START
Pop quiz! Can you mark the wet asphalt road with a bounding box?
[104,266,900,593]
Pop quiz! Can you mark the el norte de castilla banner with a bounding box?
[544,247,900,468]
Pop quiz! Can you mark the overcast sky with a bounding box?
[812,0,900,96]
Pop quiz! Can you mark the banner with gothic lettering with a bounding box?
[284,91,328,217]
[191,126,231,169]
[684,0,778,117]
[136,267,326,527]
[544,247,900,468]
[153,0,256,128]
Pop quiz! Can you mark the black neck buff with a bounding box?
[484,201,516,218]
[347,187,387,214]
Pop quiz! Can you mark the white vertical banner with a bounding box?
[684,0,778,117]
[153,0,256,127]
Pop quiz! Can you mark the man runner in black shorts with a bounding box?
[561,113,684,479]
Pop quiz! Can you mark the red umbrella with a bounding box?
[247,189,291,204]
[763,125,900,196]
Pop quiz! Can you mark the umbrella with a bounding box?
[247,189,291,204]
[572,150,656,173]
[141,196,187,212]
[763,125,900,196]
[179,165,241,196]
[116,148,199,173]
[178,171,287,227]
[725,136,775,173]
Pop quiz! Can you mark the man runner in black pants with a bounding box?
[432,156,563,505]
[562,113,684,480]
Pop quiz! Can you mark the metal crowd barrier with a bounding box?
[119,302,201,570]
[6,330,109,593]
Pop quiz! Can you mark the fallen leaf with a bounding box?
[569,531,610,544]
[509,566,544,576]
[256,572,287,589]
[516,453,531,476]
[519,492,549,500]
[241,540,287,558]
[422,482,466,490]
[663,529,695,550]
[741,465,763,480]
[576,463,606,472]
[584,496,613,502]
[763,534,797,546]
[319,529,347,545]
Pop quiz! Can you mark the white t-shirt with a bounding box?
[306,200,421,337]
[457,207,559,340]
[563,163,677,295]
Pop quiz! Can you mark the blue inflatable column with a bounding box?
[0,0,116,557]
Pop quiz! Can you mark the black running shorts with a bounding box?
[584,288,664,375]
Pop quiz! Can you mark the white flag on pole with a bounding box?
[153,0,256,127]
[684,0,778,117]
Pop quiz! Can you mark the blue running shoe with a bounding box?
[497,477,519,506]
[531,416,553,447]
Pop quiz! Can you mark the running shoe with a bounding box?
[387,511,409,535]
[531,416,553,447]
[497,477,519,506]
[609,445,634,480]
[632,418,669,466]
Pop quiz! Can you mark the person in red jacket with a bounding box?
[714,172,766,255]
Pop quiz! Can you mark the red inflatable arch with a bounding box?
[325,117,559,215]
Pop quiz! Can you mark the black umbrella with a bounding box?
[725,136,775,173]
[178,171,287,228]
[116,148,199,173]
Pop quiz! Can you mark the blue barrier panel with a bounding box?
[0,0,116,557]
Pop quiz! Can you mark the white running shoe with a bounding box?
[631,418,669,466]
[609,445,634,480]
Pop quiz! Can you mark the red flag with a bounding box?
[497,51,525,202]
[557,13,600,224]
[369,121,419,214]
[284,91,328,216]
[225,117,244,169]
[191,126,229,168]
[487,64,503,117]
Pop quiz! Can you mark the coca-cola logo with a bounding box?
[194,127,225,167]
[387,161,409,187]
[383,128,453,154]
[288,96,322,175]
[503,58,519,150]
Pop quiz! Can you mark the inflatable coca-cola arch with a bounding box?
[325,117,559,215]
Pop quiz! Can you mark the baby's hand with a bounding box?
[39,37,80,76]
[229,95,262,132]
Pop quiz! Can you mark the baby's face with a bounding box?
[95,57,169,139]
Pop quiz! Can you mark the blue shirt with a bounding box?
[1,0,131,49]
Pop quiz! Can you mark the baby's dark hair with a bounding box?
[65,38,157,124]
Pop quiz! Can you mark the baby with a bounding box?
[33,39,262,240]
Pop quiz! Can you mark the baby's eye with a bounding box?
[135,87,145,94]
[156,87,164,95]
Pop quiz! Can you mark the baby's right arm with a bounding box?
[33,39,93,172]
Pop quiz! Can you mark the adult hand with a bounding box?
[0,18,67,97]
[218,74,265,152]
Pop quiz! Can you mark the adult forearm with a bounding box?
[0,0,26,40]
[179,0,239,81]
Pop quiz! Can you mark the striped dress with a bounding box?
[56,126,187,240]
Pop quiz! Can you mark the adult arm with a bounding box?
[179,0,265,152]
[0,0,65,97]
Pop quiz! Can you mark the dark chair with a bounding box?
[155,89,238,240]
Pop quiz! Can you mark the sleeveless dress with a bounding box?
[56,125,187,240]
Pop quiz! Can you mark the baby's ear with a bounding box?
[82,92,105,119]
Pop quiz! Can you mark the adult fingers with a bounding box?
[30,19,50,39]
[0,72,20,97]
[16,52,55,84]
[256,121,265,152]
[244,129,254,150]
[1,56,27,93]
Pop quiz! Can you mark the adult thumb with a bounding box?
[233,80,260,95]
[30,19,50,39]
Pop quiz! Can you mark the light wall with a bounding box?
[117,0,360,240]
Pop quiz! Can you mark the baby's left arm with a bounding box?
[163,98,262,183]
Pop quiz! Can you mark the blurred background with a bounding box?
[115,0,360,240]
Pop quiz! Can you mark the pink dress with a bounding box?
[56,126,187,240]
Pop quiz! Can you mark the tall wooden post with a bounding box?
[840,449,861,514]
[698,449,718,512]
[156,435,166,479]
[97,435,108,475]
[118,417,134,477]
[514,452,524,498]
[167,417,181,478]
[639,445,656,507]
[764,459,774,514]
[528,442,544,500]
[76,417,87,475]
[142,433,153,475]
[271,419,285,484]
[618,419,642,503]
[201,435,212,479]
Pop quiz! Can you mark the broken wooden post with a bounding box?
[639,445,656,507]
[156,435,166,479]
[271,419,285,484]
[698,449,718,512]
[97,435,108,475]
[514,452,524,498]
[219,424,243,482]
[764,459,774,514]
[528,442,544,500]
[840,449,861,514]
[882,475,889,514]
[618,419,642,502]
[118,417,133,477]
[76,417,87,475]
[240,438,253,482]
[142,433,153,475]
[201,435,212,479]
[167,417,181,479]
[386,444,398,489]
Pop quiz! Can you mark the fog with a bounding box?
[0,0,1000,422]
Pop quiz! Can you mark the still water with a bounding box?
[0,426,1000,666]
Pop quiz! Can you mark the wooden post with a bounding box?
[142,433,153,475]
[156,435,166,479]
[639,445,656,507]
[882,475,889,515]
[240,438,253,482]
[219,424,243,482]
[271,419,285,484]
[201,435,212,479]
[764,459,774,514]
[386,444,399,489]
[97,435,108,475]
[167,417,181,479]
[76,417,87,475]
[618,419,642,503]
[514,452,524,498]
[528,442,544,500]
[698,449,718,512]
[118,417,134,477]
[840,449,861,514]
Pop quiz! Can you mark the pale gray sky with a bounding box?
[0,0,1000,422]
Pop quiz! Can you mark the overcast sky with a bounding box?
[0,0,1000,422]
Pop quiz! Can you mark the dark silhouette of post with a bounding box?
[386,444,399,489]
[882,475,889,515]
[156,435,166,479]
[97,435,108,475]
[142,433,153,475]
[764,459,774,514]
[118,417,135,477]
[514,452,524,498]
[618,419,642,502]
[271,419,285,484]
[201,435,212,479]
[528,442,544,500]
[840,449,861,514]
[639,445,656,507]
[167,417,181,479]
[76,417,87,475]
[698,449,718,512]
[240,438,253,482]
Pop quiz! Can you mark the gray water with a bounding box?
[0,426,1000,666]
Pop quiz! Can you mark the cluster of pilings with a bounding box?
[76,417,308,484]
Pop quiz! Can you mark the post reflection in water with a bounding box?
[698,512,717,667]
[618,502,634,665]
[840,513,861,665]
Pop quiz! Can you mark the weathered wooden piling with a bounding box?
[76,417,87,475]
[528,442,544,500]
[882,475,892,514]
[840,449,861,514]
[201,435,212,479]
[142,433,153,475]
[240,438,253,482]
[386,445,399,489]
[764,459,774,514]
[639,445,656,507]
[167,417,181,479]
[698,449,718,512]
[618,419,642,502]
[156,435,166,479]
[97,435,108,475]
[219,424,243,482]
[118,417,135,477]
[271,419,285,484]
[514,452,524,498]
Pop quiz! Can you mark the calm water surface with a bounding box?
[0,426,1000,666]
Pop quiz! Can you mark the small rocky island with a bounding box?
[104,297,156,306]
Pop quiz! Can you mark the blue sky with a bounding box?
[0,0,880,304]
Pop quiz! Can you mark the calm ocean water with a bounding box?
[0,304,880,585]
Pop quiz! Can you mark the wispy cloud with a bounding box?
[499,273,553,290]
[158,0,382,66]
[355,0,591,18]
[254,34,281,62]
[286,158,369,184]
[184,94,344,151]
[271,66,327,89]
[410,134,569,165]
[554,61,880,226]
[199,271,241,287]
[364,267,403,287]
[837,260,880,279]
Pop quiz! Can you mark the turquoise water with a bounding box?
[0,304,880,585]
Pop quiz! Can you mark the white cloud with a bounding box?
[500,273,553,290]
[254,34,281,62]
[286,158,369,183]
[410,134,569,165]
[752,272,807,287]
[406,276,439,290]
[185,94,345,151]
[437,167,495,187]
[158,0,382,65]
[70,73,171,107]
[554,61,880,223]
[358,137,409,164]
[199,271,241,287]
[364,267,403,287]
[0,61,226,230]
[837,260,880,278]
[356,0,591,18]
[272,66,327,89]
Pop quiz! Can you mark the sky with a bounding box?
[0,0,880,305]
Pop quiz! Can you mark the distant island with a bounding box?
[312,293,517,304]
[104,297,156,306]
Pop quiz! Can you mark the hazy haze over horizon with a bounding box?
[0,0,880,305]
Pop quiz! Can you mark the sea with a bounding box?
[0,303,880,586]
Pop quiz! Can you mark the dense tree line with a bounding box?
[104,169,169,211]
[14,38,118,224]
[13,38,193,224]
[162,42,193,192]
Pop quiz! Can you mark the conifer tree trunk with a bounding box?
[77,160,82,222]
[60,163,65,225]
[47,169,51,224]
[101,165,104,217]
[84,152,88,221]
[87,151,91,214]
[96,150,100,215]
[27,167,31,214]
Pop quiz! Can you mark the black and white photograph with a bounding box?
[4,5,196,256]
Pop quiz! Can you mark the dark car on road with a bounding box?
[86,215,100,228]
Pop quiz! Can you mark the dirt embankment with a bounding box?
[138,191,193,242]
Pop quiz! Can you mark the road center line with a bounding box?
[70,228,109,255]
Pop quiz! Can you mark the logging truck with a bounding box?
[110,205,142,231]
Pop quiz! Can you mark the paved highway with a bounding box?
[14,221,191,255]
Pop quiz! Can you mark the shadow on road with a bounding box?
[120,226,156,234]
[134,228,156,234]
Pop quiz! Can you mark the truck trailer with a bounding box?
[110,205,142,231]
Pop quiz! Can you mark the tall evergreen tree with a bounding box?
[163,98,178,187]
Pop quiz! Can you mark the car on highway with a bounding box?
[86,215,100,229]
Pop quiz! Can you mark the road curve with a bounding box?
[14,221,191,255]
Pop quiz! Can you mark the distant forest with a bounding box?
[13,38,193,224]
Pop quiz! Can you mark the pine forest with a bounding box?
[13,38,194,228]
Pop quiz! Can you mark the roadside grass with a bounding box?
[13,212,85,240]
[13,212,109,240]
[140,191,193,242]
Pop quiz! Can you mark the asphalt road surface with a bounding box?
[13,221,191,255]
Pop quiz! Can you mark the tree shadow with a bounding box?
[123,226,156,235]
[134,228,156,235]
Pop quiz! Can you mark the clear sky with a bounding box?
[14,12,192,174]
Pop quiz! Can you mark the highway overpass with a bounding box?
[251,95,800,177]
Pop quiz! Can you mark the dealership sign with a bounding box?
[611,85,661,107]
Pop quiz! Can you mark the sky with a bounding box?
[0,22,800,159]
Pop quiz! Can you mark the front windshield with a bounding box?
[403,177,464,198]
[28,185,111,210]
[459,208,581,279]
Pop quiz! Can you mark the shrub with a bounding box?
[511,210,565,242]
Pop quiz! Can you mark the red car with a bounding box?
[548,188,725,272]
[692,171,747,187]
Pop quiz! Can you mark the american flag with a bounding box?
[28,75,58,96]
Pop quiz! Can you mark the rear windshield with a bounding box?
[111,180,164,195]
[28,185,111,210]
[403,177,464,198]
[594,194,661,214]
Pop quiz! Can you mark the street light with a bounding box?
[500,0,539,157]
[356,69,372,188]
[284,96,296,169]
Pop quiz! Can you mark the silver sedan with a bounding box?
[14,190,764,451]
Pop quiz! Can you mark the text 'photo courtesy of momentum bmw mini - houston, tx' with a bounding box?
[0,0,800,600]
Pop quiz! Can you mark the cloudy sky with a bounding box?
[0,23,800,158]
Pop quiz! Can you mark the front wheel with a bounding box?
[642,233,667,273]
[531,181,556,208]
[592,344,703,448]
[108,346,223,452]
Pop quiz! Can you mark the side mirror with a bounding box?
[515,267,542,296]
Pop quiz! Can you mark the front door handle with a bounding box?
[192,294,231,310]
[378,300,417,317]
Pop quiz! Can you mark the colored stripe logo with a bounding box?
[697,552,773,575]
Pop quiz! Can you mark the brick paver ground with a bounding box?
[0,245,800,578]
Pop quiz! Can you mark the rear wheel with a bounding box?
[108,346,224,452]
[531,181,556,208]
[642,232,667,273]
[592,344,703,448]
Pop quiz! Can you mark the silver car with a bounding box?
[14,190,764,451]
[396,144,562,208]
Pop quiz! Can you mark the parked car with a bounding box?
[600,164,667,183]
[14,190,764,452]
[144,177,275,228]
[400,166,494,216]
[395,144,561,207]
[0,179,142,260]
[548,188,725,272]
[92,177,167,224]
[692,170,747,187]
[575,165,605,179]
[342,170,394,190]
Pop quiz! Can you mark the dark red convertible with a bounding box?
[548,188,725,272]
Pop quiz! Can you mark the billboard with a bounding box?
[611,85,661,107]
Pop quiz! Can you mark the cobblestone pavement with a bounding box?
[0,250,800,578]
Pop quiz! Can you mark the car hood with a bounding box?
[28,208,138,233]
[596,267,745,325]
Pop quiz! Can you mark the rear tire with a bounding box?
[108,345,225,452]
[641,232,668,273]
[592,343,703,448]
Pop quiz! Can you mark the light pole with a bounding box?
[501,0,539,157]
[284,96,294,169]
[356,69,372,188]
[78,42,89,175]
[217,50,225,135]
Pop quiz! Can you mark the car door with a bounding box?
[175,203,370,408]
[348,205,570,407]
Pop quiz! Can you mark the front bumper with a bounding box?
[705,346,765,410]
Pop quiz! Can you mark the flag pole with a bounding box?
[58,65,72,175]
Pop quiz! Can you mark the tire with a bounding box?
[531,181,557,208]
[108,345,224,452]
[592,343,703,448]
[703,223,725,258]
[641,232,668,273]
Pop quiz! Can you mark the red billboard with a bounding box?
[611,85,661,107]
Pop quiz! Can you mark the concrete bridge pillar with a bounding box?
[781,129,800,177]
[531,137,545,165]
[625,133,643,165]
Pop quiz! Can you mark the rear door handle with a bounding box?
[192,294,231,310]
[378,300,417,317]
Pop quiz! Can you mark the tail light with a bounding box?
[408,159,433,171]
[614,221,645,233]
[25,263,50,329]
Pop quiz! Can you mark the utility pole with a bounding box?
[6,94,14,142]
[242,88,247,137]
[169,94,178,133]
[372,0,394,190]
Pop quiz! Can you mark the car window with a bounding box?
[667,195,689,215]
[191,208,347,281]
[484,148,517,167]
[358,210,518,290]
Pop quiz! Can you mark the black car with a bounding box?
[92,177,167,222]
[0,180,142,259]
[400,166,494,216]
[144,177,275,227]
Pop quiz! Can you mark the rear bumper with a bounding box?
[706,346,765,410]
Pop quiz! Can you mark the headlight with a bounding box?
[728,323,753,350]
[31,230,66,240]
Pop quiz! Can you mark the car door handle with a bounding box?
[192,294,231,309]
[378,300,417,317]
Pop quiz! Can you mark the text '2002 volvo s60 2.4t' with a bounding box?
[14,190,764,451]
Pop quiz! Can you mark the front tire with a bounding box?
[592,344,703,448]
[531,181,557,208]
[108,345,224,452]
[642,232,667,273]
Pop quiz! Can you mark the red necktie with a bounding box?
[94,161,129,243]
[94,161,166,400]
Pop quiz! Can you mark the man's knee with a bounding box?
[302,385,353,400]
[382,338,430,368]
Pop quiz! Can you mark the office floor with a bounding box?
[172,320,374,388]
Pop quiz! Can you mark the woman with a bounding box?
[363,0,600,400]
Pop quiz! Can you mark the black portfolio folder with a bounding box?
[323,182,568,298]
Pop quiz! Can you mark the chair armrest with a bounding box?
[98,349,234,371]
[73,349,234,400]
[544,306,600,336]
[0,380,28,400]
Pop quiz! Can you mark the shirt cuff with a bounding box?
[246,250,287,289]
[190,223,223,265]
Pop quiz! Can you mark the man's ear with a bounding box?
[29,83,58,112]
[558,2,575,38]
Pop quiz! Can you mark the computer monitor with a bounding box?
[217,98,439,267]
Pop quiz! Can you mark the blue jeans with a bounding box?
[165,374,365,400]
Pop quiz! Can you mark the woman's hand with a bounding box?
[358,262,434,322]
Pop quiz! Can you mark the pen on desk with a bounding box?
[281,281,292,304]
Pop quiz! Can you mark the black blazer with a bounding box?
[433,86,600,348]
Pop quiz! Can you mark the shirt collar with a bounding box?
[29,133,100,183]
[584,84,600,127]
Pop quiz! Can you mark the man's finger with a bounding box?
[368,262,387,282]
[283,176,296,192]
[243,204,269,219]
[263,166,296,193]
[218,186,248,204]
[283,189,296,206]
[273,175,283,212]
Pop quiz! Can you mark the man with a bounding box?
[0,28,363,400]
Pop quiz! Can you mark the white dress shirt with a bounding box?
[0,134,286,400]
END
Requirement =>
Repeat, without changes, every line from the one that contains "Pop quiz! Can you mark the chair" through the final line of the data.

Finished task =>
Pop quiz! Can you mark the chair armrest with a bounding box?
[98,349,234,371]
[73,349,234,400]
[544,306,600,336]
[0,380,28,400]
Pop quiz! Can you mark the shirt cuff with a bounding box?
[246,250,287,289]
[190,223,223,265]
Pop quiz! Can you mark the man's ear with a bounding box?
[29,83,58,112]
[558,2,575,38]
Pop quiz! Can you mark the computer monitor with a bounding box?
[217,98,439,267]
Pop quiz! Can you mark the blue jeans with a bounding box?
[165,374,365,400]
Pop quiz! Can you mark the woman's hand with a bounding box?
[358,262,434,322]
Pop quiz! Can you mark the pen on desk with a bounding box?
[281,281,292,304]
Pop quiz! Can you mark the black blazer with a bounding box?
[433,86,600,348]
Pop quiz! Can you mark the shirt collar with a bounding box?
[29,133,100,183]
[584,84,600,127]
Pop quiz! Can you mark the man's finger with a bounding box?
[368,262,387,282]
[283,176,296,192]
[243,204,269,219]
[263,166,296,193]
[218,186,248,204]
[283,189,296,206]
[273,175,283,212]
Pop quiz! Can you mark the man with a bounding box?
[0,28,363,400]
Pop quiz! Can you mark the white dress shirt with a bounding box?
[0,134,286,400]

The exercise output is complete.